## Start Supplied records

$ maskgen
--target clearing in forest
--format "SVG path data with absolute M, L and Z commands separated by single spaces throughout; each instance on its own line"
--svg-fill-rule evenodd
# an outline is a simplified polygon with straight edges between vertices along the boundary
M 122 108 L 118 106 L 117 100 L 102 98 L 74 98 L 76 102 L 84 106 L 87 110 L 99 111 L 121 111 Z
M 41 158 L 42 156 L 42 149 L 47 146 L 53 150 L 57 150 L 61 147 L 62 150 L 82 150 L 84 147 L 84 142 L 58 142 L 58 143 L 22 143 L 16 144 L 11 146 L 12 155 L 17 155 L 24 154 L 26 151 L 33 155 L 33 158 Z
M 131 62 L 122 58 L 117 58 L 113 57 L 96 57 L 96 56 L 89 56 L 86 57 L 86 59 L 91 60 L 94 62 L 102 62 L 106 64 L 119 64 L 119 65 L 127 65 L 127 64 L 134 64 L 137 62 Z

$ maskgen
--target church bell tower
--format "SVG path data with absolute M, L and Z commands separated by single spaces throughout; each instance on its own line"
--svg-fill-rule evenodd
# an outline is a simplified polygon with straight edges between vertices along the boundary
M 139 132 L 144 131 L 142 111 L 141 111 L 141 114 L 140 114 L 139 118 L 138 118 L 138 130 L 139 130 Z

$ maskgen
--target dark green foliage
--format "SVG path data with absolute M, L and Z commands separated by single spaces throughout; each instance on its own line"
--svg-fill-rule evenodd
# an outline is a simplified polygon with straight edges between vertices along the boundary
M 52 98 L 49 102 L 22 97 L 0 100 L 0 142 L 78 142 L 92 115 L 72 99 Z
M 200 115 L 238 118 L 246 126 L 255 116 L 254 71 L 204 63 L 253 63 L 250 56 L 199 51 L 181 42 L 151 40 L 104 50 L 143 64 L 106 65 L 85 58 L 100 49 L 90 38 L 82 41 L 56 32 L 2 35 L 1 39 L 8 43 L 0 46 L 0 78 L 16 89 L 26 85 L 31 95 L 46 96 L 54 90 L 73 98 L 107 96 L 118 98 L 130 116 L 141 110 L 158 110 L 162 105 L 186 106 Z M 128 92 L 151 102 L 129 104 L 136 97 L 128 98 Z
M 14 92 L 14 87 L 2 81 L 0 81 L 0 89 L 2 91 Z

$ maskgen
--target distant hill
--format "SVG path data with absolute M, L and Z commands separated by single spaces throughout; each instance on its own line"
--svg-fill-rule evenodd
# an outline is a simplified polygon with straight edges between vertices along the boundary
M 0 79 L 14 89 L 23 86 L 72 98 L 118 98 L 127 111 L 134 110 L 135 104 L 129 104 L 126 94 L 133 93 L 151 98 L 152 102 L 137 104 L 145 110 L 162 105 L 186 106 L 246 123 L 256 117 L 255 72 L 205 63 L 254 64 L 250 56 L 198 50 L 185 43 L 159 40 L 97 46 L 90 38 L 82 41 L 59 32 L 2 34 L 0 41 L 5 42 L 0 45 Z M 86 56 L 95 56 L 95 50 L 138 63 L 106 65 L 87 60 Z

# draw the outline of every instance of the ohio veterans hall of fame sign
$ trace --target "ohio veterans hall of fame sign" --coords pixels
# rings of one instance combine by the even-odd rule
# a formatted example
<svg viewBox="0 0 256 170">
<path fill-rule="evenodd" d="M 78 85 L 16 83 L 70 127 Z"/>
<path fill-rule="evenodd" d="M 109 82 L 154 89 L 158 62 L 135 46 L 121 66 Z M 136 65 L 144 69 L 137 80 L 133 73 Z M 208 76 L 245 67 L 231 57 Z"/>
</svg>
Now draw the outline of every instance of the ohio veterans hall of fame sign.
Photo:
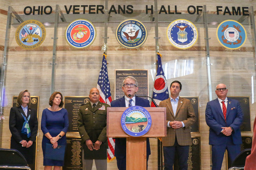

## End Supplied records

*Exercise prompt*:
Please give every line of the entries above as a JSON list of strings, one string per line, with blank lines left out. Leave the pictures out of the answer.

*Solution for this task*:
[
  "$ maskgen",
  "--target clearing in forest",
  "--format \"SVG path data with absolute M, L and Z commands separated by single spaces throughout; each instance on its own line\"",
  "--svg-fill-rule evenodd",
  "# an outline is a simplified polygon with straight edges between vertices along the boundary",
  "M 122 108 L 118 106 L 117 100 L 102 98 L 74 98 L 76 102 L 84 106 L 87 110 L 99 111 L 121 111 Z",
  "M 41 158 L 42 156 L 42 149 L 47 146 L 53 150 L 57 150 L 61 147 L 62 150 L 82 150 L 84 147 L 84 142 L 58 142 L 58 143 L 22 143 L 16 144 L 11 146 L 12 155 L 17 155 L 24 154 L 26 151 L 33 155 L 33 158 Z",
  "M 131 62 L 122 58 L 117 58 L 113 57 L 96 57 L 96 56 L 89 56 L 86 57 L 86 59 L 91 60 L 94 62 L 102 62 L 106 64 L 119 64 L 119 65 L 127 65 L 127 64 L 134 64 L 137 62 Z",
  "$ maskgen",
  "--target church bell tower",
  "--format \"SVG path data with absolute M, L and Z commands separated by single spaces throughout; each instance on its own line\"",
  "--svg-fill-rule evenodd",
  "# an outline is a simplified polygon with straight edges between vertices along the boundary",
  "M 139 132 L 144 131 L 142 111 L 141 111 L 141 114 L 140 114 L 139 118 L 138 118 L 138 130 L 139 130 Z",
  "$ maskgen",
  "--target dark green foliage",
  "--format \"SVG path data with absolute M, L and Z commands separated by single spaces throughout; each instance on its own line\"",
  "--svg-fill-rule evenodd",
  "# an outline is a simplified polygon with straight edges between vertices along the boundary",
  "M 52 98 L 49 102 L 22 97 L 0 100 L 0 142 L 78 142 L 92 115 L 72 99 Z",
  "M 200 115 L 238 118 L 246 126 L 255 116 L 254 71 L 204 63 L 253 63 L 250 56 L 199 51 L 181 42 L 151 40 L 104 50 L 143 64 L 106 65 L 85 58 L 100 49 L 90 38 L 82 41 L 56 32 L 2 35 L 1 39 L 8 43 L 0 46 L 0 78 L 16 89 L 26 85 L 31 95 L 46 96 L 54 90 L 73 98 L 107 96 L 118 98 L 130 116 L 141 110 L 158 110 L 162 105 L 186 106 Z M 128 92 L 151 102 L 129 104 L 136 97 L 128 98 Z",
  "M 14 92 L 14 87 L 2 81 L 0 81 L 0 89 L 2 91 Z",
  "$ maskgen",
  "--target distant hill",
  "--format \"SVG path data with absolute M, L and Z commands separated by single spaces throughout; each instance on its own line\"",
  "--svg-fill-rule evenodd",
  "# an outline is a simplified polygon with straight edges between vertices along the boundary",
  "M 0 79 L 14 89 L 23 86 L 72 98 L 118 98 L 127 111 L 134 110 L 135 104 L 129 104 L 126 94 L 133 93 L 151 98 L 152 102 L 137 104 L 145 110 L 162 105 L 186 106 L 246 123 L 256 117 L 255 72 L 205 63 L 254 64 L 250 56 L 198 50 L 185 43 L 159 40 L 97 46 L 90 38 L 82 41 L 59 32 L 2 34 L 0 41 L 5 42 L 0 45 Z M 86 56 L 95 56 L 95 50 L 138 63 L 106 65 L 87 60 Z",
  "# draw the outline of every instance of the ohio veterans hall of fame sign",
  "$ trace --target \"ohio veterans hall of fame sign\" --coords pixels",
  "# rings of one instance combine by the even-odd rule",
  "# a formatted example",
  "<svg viewBox=\"0 0 256 170\">",
  "<path fill-rule=\"evenodd\" d=\"M 78 85 L 16 83 L 70 127 Z\"/>",
  "<path fill-rule=\"evenodd\" d=\"M 109 82 L 154 89 L 158 62 L 135 46 L 121 66 Z M 136 65 L 144 69 L 137 80 L 133 73 Z M 208 76 L 245 67 L 231 57 Z\"/>",
  "</svg>",
  "Now draw the outline of every instance of the ohio veterans hall of fame sign.",
  "Photo:"
]